● **SELECTION**
※ ※ ※

Energy Saving Bulbs Not A Fire Hazard

A misleading report on 680News has some Torontonian's concerned over the apparent fire hazard of compact fluorescent light bulbs (CFL bulbs). 680News issued the report this morning, after CBC.ca informed us that these bulbs do not pose a threat, but do have an interesting end to their seemingly ever-lasting life.

According to Stuart Hickox of One Change/Project Porchlight (an organization giving free CFL bulbs out in Ottawa, Thunder Bay and Yellowknife), these energy-saving bulbs have been around for years, and have been thoroughly tested. My guess is that environmentally aware folks, who purchased these bulbs when they first became known for decreasing energy consumption levels, are just now witnessing the bulbs inevitable "light at the end of the tunnel".

※ ※ ※

● **WHAT TO PRODUCE**
Carry on the article about energy-saving bulbs from the point where it stops. The listing has nothing to do with the article about energy-saving bulbs.

● **GIVEN DATA**
※ ※ ※

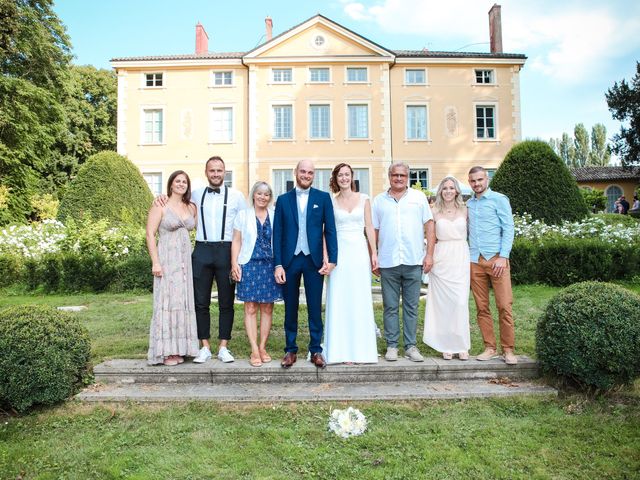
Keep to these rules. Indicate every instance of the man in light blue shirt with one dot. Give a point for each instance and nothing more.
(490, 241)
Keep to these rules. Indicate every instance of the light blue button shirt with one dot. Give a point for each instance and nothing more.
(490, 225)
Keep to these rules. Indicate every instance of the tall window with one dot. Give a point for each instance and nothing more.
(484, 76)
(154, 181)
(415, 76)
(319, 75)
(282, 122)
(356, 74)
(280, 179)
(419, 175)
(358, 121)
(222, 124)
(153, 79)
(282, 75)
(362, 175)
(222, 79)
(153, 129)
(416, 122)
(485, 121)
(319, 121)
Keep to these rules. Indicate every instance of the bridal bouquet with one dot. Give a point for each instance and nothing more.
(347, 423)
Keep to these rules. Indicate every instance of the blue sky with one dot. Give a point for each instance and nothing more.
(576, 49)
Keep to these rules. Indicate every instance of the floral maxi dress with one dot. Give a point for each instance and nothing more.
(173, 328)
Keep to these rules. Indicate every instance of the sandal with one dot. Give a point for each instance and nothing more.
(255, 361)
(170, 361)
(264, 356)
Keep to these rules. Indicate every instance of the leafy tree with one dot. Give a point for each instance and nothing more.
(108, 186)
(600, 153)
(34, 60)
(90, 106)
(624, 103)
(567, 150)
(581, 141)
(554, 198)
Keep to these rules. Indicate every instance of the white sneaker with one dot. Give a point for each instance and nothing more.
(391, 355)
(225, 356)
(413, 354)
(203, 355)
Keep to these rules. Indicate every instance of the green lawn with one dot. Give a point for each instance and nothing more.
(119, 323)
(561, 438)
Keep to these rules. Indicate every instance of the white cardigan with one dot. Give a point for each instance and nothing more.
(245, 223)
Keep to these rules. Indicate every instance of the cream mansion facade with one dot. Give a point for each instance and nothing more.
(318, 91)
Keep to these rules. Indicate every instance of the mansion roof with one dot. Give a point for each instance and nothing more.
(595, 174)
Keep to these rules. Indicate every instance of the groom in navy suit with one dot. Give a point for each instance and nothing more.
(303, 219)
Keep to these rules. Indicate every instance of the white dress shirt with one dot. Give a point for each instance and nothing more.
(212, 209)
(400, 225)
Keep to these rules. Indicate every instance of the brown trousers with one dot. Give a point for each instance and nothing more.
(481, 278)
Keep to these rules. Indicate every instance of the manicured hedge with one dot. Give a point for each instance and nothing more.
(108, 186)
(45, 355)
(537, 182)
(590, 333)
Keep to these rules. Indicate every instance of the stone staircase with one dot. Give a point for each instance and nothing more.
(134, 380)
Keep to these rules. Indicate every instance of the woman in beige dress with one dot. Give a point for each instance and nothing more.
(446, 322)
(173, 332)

※ ※ ※

● **EXPECTED ANSWER**
The science behind it tells us this:
"Bulbs burn out when the ballast overheats and an electronic component, the Voltage Dependent Resister (VDR), opens up like a fuse in your home's fuse box, shutting off the circuit and generating heat and possibly a small amount of smoke. This might sound dangerous, but the VDR is a cut-off switch that prevents any hazards. The melted plastic you're seeing where the glass coil connects to the ballast is simply a sign that the heat is escaping as intended in the design of the bulb."

So, the burny smell coming from your CFL bulb when it dies is normal, as is the melting/overheating. Your house will not explode if you use these lights. The ballast of the lights should be made of a UL approved plastic (Underwriters Laboratories), ensuring that the base can tolerate the amount of heat emitted when the bulb's life span is over (you can check your bulbs, it should have the letters "UL" on it). Ontario's Electrical Safety Authority will be releasing a warning later this week, notifying the public of the normal, yet understandably alarming, CFL bulb expiration process.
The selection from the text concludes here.